■ **EXERCISE AIM**: Write every record out again exactly as given.
[Start]
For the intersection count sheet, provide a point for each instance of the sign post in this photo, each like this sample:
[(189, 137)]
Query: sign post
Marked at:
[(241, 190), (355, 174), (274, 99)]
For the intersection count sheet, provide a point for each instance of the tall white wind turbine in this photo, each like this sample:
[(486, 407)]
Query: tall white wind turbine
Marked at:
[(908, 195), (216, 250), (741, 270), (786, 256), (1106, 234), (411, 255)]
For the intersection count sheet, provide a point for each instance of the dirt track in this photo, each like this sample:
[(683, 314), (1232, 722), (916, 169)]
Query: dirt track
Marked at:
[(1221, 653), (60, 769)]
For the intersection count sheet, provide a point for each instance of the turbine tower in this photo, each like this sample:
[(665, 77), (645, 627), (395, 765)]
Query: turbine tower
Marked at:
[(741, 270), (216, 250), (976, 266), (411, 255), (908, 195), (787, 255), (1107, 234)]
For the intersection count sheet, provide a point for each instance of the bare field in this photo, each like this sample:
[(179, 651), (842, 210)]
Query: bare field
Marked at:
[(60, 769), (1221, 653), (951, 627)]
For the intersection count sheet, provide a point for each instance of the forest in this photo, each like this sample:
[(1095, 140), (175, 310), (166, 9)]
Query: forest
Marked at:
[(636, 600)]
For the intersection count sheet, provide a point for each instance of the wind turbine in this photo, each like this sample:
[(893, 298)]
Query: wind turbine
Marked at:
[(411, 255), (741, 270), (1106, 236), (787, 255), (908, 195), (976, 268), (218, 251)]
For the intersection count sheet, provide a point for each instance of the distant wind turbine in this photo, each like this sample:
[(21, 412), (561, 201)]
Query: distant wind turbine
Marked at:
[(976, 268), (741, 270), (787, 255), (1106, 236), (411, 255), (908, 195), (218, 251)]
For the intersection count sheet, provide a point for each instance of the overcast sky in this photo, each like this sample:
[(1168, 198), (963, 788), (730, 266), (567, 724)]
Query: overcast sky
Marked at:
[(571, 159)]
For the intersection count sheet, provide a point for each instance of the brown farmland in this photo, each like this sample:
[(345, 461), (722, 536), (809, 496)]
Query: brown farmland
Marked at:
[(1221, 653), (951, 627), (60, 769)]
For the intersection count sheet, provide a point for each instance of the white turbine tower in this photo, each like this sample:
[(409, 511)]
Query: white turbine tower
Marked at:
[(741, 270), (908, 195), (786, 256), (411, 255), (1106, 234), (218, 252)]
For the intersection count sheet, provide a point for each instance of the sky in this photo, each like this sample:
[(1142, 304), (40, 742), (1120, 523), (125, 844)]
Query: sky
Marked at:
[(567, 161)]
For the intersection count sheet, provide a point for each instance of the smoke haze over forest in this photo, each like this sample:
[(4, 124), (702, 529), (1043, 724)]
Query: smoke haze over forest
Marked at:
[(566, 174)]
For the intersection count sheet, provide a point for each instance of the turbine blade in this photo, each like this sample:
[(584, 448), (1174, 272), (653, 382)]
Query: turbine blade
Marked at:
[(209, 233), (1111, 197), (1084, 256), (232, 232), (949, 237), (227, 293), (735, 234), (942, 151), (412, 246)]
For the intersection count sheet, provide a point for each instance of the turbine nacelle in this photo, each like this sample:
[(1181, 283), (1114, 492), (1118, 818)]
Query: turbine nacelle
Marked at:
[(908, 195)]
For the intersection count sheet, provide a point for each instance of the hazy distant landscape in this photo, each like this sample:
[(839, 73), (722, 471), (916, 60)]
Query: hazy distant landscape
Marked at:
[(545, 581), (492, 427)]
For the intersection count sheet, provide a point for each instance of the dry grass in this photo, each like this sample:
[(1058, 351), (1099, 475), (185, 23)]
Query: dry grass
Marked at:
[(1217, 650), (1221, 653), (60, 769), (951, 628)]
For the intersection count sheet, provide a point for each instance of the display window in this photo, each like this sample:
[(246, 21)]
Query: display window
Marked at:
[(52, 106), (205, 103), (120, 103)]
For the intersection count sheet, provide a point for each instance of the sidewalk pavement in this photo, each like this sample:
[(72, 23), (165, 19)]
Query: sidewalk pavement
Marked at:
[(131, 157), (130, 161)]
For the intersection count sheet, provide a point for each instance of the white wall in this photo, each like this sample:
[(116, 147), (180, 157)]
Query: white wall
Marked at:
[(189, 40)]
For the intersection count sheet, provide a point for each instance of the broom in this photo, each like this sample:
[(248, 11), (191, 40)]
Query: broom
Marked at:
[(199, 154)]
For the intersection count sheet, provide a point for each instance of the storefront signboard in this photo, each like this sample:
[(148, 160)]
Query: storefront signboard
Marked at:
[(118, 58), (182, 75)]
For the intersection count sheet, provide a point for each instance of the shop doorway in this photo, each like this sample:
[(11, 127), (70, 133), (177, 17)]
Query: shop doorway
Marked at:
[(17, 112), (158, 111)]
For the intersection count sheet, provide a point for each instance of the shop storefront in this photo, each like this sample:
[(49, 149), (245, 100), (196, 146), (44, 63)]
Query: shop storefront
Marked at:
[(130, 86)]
[End]
■ **OUTPUT OF THE TASK**:
For the intersection count sheet, provide a point for each instance of the sign post in this photo, each like this sample:
[(189, 137)]
Query: sign post
Marked at:
[(241, 190), (355, 174), (274, 99)]
For the intersection count sheet, provide a point for each instance of the tall white wind turbine in this photo, each like this sample:
[(486, 407)]
Query: tall white wind turbine
Marked at:
[(908, 195), (216, 250), (741, 270), (786, 256), (1106, 234), (411, 255)]
For the intersection count sheet, provide a point for each instance of the dirt track in this photo, each like this sample:
[(683, 314), (1232, 722), (916, 169)]
Query: dirt track
Marked at:
[(1221, 653), (60, 769)]
For the intersection count sheet, provide a point for each instance of the turbine tower in this photo, each like this sample:
[(665, 77), (645, 627), (395, 765)]
Query: turbine tower
Marked at:
[(741, 270), (216, 250), (976, 266), (411, 255), (908, 195), (787, 255), (1107, 234)]
For the intersection count sheet, provide a point for each instance of the bare field in this photo, each like this sample:
[(179, 651), (842, 210)]
Query: bare field
Marked at:
[(60, 769), (1221, 653), (951, 627)]
For the intersection count sheet, provide a point for each instance of the forest in this photo, each like this sample:
[(1095, 140), (175, 310), (166, 9)]
Query: forest
Marked at:
[(636, 600)]
For the intersection count sheet, provide a point for each instance of the wind turbine in this photo, each like this sample:
[(893, 298)]
Query: wind turbine
Marked at:
[(411, 255), (741, 270), (1106, 236), (787, 255), (908, 195), (976, 268), (218, 251)]
For the intersection count sheet, provide a point for each instance of the distant wind turbine in this photo, each like this sample:
[(21, 412), (561, 201)]
Query: distant wind turbine
Marked at:
[(976, 268), (741, 270), (787, 255), (1106, 236), (411, 255), (908, 195), (218, 251)]
For the intersection count sheet, provide a point for each instance of the overcast sky in this photo, each like this sample:
[(1168, 198), (963, 788), (730, 266), (567, 724)]
Query: overcast sky
Marked at:
[(571, 159)]
For the intersection count sheet, provide a point for each instance of the brown farmland in this photo, each like this sample:
[(345, 461), (722, 536), (809, 496)]
Query: brown farmland
Marked at:
[(1221, 653), (951, 627), (60, 769)]
For the intersection count sheet, provide a point for each instance of the white turbine tower in this photo, each like this sample:
[(409, 511)]
Query: white turbine tower
Marked at:
[(741, 270), (908, 195), (786, 256), (411, 255), (1106, 234), (218, 252)]
For the intersection count sheet, provide a point for each instance of the sky in this photo, each like this sample:
[(1142, 304), (40, 742), (1120, 523), (125, 844)]
Query: sky
Marked at:
[(567, 161)]
For the intersection count sheet, provide a point for each instance of the smoke haze over forest in this photo, each like this sample:
[(4, 124), (702, 529), (1043, 724)]
Query: smoke haze over forest
Marked at:
[(566, 174)]
For the intersection count sheet, provide a point for each instance of the turbine blade in this photo, each like this sample:
[(584, 448), (1174, 272), (653, 382)]
Query: turbine blade
Marked at:
[(209, 233), (1111, 197), (1084, 256), (232, 232), (949, 237), (227, 293), (735, 234), (942, 151), (412, 246)]
For the intersection count sheet, provide a point for each instance of the turbine nacelle in this photo, each like this sample:
[(1181, 283), (1114, 492), (1118, 818)]
Query: turbine nacelle
Marked at:
[(908, 195)]
For the intersection count sheet, provide a point for each instance of the hazy distant landscape in this photo, each like this sample:
[(839, 73), (722, 471), (916, 60)]
Query: hazy distant landscape
Marked at:
[(545, 581), (492, 427)]
For the intersection count sheet, provide a point for each instance of the dry grass in this photo, each like this sample:
[(1058, 351), (1099, 475), (185, 23)]
Query: dry grass
Marked at:
[(1217, 650), (1221, 653), (60, 769), (951, 628)]
For the intersection count sheet, provide a point for each instance of the display window in this photo, each like this sample:
[(246, 21)]
Query: display window
Marked at:
[(52, 106), (205, 103), (120, 103)]
For the intersection count sheet, provide a point for each instance of the sidewalk pavement in this photo, each like this sample:
[(72, 23), (165, 19)]
Query: sidewalk pavement
Marked at:
[(131, 157), (130, 161)]
For the intersection count sheet, provide a point for each instance of the white wall in this photo, each like this sample:
[(116, 147), (180, 157)]
Query: white wall
Marked at:
[(189, 40)]
For the intersection count sheet, provide a point for each instance of the broom in this photo, each like this sample:
[(248, 11), (191, 40)]
Query: broom
Marked at:
[(199, 154)]
For the intersection count sheet, provide a point for each instance of the storefront signboard in this photo, each like this sample:
[(148, 160)]
Query: storefront signboard
Marked at:
[(118, 58), (182, 75)]
For the intersection count sheet, provide a point for each instance of the shop doorway in this photo, each like this sample:
[(11, 127), (70, 133), (177, 17)]
Query: shop doorway
Marked at:
[(17, 112), (158, 111)]
For the intersection count sheet, provide a point for each instance of the shop storefront in this photo, each like this sample:
[(49, 149), (245, 100), (196, 146), (44, 63)]
Query: shop storefront
Marked at:
[(130, 86)]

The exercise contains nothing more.